What to do
The entries follow. Copy every line in which "ponytail" appears.

Exercise materials

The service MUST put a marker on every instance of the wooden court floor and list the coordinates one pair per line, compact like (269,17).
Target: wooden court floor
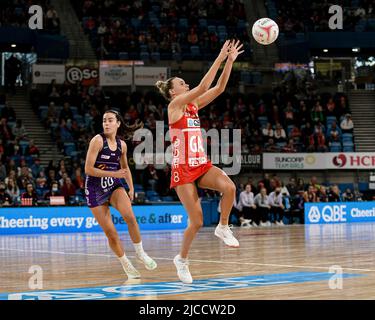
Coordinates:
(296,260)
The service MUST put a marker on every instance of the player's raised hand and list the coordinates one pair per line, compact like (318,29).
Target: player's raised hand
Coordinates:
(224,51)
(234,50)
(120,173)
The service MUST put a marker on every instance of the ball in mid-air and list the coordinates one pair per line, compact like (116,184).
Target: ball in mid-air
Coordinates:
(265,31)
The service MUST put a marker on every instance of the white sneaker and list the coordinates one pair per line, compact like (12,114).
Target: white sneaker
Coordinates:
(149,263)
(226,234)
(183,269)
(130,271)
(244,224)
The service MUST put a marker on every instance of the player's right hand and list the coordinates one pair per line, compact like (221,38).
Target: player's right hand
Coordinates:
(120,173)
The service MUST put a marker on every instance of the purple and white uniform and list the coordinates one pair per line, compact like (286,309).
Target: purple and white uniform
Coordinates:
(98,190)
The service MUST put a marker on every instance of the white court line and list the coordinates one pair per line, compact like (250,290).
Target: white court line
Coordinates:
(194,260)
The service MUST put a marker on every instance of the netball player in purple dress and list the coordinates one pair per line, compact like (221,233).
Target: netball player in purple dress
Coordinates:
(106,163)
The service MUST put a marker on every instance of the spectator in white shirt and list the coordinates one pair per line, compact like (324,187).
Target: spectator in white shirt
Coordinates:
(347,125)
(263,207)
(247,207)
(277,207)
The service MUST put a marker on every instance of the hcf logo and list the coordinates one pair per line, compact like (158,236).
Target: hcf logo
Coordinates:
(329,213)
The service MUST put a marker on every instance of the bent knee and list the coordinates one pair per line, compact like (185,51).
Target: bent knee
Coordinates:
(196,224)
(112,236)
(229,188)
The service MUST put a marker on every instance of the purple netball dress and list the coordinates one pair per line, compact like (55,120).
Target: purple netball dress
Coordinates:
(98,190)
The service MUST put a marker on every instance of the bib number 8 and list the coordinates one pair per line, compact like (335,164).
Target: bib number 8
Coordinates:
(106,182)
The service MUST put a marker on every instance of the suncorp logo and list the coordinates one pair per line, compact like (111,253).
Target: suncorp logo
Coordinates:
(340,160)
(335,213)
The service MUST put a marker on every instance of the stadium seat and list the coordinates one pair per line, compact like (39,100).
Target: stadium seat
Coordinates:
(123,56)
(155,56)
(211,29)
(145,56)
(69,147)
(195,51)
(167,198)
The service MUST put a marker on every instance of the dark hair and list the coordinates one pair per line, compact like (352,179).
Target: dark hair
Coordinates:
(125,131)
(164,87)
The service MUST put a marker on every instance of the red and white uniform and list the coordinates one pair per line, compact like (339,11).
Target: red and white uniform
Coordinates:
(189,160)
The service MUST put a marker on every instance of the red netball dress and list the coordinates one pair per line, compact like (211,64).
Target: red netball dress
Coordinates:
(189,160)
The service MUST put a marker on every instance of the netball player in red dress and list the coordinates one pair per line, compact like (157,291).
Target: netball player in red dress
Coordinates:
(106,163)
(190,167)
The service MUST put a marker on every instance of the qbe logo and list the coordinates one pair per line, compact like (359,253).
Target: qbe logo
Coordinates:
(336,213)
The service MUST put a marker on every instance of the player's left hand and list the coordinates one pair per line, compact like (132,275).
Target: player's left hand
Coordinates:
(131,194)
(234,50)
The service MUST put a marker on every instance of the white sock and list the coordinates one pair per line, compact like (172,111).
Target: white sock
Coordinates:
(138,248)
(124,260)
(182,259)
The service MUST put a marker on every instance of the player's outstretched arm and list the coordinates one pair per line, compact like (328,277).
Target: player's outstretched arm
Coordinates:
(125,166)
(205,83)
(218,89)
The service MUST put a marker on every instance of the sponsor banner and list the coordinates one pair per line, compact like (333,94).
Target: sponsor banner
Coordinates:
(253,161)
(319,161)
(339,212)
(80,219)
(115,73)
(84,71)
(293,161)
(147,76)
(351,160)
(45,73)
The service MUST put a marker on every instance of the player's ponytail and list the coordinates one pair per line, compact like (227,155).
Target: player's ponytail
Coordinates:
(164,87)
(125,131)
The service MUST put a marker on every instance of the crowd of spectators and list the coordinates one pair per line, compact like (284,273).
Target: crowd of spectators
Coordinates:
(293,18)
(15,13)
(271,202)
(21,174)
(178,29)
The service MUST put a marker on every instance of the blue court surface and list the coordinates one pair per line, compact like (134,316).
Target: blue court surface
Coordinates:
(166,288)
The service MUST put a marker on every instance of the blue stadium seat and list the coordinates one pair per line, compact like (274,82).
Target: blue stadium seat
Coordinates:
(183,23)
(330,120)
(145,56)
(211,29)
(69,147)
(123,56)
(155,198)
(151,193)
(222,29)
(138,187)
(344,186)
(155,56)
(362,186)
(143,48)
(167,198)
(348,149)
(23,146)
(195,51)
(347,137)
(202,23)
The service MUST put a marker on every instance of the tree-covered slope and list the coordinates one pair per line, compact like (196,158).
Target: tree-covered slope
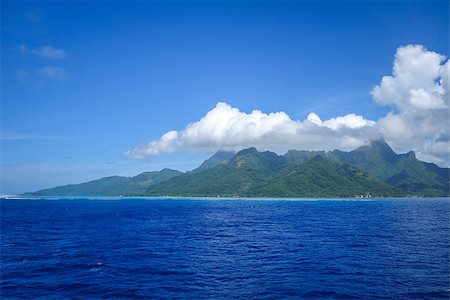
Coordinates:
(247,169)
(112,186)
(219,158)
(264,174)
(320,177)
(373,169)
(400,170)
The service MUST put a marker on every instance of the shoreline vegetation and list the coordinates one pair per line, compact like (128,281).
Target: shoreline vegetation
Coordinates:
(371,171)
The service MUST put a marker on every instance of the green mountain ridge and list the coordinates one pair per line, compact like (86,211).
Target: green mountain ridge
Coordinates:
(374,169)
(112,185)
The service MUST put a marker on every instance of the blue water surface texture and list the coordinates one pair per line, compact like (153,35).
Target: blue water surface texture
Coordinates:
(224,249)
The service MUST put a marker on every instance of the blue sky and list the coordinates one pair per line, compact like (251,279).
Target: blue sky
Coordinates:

Answer to this task
The service MUST put a marker on every instance of the player's ponytail and list the coordinates one pair per line, compact like (227,155).
Target: player's ponytail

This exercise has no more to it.